Top of DATA EXCERPTS

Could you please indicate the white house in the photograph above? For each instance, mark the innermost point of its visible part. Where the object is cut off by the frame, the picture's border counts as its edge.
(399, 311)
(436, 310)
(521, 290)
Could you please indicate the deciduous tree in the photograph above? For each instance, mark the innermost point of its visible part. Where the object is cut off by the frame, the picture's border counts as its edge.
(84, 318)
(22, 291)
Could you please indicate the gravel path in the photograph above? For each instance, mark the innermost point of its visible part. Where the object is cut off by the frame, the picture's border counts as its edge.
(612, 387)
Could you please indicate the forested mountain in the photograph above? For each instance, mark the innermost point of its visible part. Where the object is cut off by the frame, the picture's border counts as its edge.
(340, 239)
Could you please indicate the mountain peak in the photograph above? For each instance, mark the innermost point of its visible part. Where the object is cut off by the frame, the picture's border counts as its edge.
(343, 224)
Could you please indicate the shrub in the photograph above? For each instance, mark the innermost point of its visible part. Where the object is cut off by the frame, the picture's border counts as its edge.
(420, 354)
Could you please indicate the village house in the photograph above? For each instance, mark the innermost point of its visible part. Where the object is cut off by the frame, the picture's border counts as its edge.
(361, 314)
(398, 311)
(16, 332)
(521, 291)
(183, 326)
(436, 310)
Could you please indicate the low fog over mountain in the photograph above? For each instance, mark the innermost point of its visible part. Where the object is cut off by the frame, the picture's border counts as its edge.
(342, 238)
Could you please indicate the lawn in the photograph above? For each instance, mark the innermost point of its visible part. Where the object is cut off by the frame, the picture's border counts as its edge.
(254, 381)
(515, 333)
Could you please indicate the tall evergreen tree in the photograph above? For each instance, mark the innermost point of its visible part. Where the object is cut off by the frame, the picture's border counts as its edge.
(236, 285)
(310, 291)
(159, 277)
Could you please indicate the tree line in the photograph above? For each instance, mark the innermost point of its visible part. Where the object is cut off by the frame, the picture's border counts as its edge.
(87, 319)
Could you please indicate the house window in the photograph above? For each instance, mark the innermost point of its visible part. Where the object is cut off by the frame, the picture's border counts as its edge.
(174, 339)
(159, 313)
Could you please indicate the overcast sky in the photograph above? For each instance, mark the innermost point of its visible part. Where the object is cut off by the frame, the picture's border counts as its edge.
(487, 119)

Bottom of DATA EXCERPTS

The complete material above is to be retyped word for word.

- _ANSWER BOX_
Could you please indicate the white house in the photograph above? For each instance, mark the innermost point of its visible part. Where the object is cut off by the frame, the picture's border counts as its edge.
(399, 311)
(436, 310)
(521, 290)
Could you please indicate the deciduous tree in the photograph above? For each instance, mark the innermost point of its visible part. Where the object is cut off by the frame, the picture's border counts as its edge.
(84, 318)
(22, 291)
Could you please indicate the gravel path in the photograph above? For each instance, mark the innermost point of its visible part. Where the object is cut off by the frame, the picture's border counts as its edge.
(612, 387)
Could you please indicate the forested mountain in the photograph above? For each instance, mark the innermost point of its visible part. Where the object is cut off by the frame, the picture's border counts as its edge.
(340, 239)
Could you please indicate the mountain peak in the photograph above? For each instance, mark the innermost point of its visible part. Where the object is cut off by the frame, the picture's border counts as its edge.
(343, 224)
Could you please indicate the shrub in the photograph above? For each instance, mark the innermost point of its visible part. Where the object is cut off by the frame, the picture's border counts as its edge.
(420, 354)
Could you please indicate the village house in the photograph above? For each instance, mark the innermost point of its visible part. Where the object is cut off by the frame, the picture's border counts as its edge.
(361, 314)
(398, 311)
(16, 332)
(521, 291)
(183, 326)
(436, 310)
Could you please indicate the low fog over mountain in the photograph above? For each instance, mark the innermost point of its visible part. Where the object is cut off by the frame, the picture's border counts as its edge.
(342, 238)
Could you please indicate the lawn in the photograph above? For each instance, mark the innermost point of its visible part. Where the object is cut off by the frame, the picture's border counts as its edge.
(254, 381)
(515, 333)
Could you please indicate the tall evergreen tree in the photograph above? For each instance, mark the innermost point of its visible part. Where the object is cut off by the frame, the picture's border counts as its edge.
(236, 285)
(310, 291)
(159, 277)
Could you please indicate the tree line in the photograph above? For each instance, mark the innermost point of its visible part. Where the object is cut off by the frame, the picture's border counts as its edge.
(87, 319)
Could you please indicate the house window in the photograph above? For each instance, mark the innermost point of its visible part. Where the object is cut off by the frame, the picture's border counts as its edge.
(174, 339)
(159, 313)
Could you please indicate the overcast sky in the photograph above? For each instance, mark the innermost point of its visible part. Where the object is cut off by the frame, the picture's border counts as its edge.
(487, 119)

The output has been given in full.